--- begin Records ---

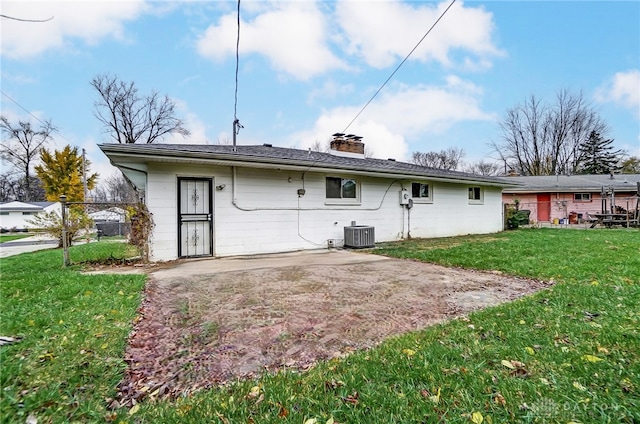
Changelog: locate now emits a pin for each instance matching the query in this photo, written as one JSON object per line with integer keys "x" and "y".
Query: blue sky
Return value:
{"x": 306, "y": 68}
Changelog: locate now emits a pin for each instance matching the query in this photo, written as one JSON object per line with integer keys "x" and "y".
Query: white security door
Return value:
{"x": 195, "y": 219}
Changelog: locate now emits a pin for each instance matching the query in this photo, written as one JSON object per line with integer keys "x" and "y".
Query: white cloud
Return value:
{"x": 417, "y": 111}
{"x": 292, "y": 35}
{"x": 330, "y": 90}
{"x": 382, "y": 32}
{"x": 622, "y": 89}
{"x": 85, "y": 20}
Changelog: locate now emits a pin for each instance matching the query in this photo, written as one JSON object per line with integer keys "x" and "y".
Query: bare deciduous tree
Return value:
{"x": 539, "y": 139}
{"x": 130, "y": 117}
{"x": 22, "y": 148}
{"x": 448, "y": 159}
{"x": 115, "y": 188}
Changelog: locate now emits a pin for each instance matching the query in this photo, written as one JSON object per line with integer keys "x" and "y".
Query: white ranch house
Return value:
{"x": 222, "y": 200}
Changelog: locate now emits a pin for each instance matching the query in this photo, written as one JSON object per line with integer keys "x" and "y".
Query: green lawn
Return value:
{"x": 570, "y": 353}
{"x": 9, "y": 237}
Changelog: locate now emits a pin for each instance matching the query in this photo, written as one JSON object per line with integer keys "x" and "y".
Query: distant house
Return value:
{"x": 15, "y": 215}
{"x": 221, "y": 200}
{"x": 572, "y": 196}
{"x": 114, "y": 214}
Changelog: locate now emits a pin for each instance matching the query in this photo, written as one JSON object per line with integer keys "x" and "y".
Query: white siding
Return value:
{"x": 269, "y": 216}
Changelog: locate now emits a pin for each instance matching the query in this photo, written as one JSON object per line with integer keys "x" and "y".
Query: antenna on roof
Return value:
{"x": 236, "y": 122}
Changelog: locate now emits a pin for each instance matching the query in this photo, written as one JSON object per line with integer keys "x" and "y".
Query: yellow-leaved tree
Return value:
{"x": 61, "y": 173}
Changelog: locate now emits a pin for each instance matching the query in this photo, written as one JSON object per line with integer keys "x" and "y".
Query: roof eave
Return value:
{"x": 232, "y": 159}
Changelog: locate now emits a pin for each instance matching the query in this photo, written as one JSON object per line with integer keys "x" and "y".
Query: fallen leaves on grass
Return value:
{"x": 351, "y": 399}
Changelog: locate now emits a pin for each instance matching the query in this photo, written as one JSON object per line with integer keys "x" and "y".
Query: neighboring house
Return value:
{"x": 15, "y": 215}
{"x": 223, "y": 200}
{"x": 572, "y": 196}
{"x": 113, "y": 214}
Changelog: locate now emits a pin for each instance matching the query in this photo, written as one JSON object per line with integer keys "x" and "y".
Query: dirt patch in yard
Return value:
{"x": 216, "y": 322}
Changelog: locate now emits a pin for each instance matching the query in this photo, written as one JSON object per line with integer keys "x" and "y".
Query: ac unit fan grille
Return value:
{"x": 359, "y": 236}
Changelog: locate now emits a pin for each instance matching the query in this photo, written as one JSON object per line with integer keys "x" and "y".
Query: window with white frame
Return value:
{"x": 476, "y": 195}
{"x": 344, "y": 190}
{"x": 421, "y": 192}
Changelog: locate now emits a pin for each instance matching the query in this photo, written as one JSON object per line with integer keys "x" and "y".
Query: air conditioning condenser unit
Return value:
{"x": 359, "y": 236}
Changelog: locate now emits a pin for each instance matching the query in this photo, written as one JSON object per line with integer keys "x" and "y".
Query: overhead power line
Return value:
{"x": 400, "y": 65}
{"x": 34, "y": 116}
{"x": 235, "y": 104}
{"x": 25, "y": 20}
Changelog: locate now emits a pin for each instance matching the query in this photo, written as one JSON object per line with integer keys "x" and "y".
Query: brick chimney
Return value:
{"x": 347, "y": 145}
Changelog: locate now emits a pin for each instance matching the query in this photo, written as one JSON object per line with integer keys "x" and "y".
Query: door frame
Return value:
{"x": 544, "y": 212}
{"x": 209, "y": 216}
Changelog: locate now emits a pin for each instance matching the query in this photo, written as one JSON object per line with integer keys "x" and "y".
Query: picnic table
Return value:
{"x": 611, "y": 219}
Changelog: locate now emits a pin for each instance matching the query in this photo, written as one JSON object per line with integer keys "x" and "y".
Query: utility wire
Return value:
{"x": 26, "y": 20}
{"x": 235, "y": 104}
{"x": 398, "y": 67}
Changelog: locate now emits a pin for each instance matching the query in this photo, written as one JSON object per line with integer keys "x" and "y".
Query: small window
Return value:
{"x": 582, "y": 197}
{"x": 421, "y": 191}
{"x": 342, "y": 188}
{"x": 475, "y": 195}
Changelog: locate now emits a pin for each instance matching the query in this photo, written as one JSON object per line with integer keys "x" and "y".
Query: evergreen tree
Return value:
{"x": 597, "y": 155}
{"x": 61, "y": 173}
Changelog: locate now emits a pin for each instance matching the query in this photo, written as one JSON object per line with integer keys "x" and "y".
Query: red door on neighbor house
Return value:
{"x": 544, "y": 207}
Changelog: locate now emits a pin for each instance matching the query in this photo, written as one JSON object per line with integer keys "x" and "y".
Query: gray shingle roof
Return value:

--- end Records ---

Task objective
How many of the lines above contain the string "unit"? Matching is case-sensitive, and the reply should be the number alone.

Written answer
2